**Try it**
Among the records below, determine how many lines have the word "road" in them; output only the number.

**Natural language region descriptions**
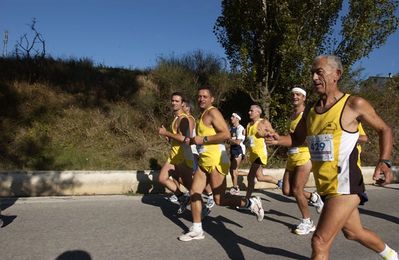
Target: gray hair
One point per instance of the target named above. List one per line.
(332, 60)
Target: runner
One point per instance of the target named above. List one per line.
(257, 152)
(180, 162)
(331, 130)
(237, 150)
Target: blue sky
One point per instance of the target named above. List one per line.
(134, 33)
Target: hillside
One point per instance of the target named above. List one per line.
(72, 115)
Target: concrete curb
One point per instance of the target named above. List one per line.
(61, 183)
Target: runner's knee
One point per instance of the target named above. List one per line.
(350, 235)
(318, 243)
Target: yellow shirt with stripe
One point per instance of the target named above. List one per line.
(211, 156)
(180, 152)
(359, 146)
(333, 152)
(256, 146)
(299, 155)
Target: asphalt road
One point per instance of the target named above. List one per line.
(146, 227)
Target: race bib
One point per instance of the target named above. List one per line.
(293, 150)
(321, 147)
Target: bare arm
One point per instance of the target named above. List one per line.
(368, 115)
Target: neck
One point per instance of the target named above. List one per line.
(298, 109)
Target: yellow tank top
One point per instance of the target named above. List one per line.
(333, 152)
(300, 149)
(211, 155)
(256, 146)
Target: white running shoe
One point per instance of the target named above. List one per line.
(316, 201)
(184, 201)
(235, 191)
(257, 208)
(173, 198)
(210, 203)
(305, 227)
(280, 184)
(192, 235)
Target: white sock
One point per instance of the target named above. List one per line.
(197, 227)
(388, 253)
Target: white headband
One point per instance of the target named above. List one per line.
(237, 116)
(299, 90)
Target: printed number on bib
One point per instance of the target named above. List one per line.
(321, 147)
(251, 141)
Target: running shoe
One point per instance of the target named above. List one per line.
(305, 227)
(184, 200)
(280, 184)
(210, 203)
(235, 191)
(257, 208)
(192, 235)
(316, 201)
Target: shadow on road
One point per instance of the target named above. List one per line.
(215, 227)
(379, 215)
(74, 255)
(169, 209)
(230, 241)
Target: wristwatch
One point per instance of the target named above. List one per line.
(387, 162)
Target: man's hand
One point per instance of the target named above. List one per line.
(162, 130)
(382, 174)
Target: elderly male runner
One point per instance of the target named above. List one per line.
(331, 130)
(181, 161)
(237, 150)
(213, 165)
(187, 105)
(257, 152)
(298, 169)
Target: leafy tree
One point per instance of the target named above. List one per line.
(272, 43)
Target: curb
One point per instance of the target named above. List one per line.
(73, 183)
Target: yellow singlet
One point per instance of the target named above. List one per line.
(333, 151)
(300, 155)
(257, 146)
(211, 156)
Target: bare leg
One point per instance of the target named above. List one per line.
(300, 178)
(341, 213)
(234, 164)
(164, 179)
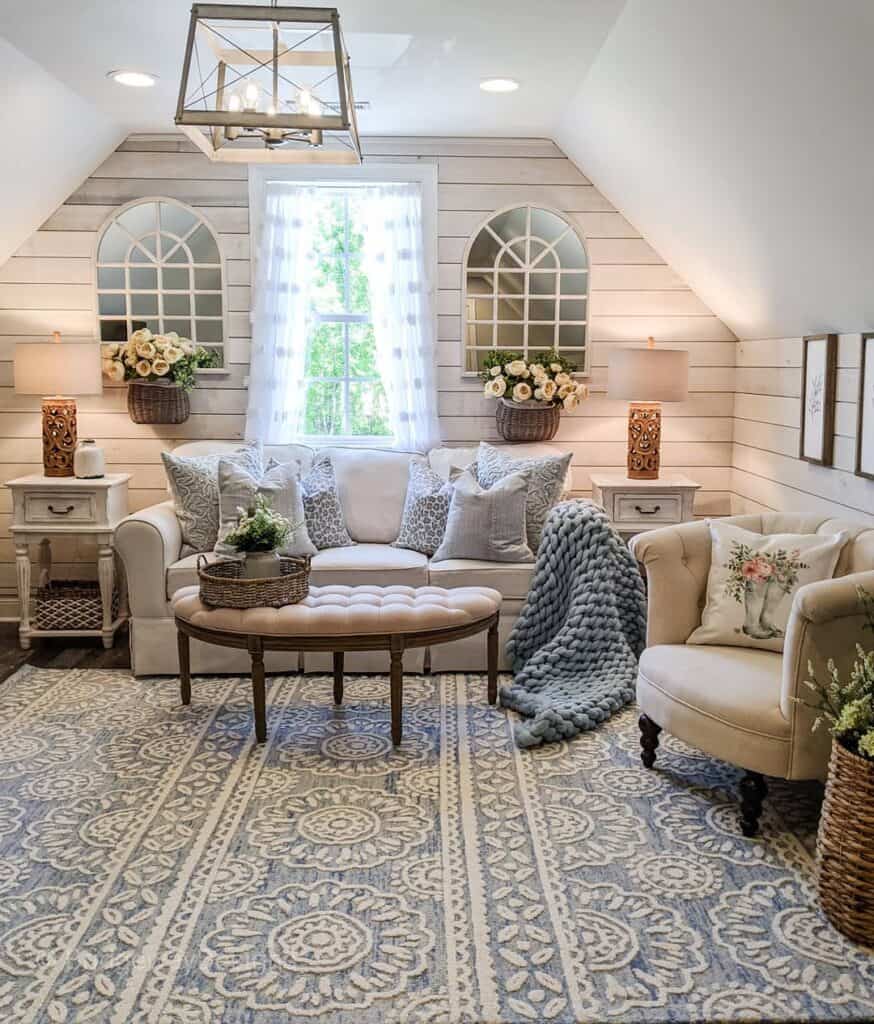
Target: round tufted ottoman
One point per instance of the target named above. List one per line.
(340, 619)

...

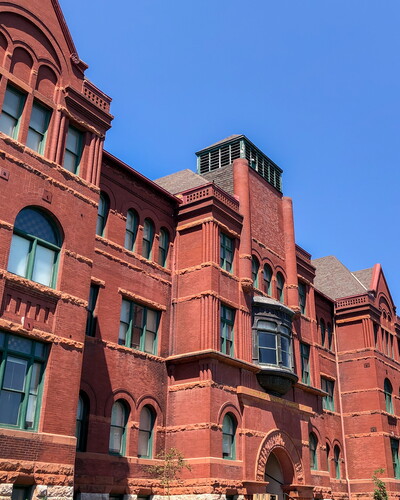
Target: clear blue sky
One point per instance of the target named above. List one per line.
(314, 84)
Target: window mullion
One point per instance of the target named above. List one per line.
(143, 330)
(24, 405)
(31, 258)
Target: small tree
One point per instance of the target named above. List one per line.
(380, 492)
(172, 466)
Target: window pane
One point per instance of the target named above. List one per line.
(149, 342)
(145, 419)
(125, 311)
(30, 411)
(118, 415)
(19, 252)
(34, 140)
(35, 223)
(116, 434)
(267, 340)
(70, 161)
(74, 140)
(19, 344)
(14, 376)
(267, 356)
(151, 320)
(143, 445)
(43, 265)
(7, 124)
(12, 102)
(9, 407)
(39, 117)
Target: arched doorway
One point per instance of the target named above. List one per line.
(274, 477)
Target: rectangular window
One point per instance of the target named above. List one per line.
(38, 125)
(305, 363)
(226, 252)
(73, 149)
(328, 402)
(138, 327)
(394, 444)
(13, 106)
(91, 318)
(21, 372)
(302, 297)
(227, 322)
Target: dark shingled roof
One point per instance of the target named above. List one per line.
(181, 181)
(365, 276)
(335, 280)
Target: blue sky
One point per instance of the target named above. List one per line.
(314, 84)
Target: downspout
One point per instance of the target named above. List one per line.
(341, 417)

**Answer to this problem**
2